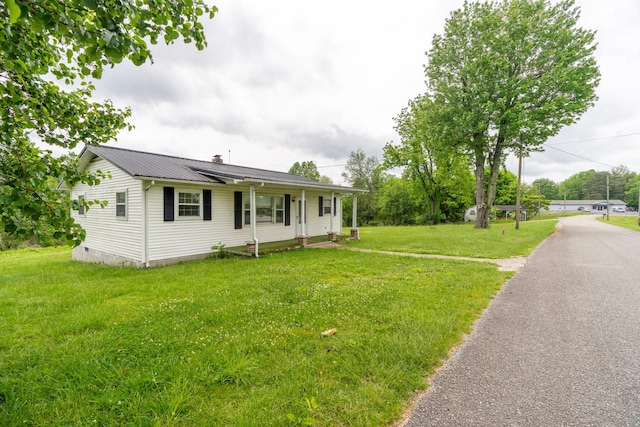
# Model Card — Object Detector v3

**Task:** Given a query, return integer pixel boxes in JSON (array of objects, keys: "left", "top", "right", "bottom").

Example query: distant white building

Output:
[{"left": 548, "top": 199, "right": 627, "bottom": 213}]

--

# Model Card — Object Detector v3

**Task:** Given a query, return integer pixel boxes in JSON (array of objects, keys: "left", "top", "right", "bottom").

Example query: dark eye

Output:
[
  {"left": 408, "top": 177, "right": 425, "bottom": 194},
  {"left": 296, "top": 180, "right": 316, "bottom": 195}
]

---

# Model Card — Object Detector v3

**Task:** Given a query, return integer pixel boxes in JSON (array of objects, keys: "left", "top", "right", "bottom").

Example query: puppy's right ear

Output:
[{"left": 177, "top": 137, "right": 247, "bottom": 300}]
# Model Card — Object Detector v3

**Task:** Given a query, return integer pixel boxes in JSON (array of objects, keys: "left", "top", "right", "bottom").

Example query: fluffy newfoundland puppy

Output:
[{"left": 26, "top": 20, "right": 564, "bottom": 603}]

- **Brief**
A single number is the expected reply: the number of lines in the listing that contain the string "puppy".

- **Answer**
2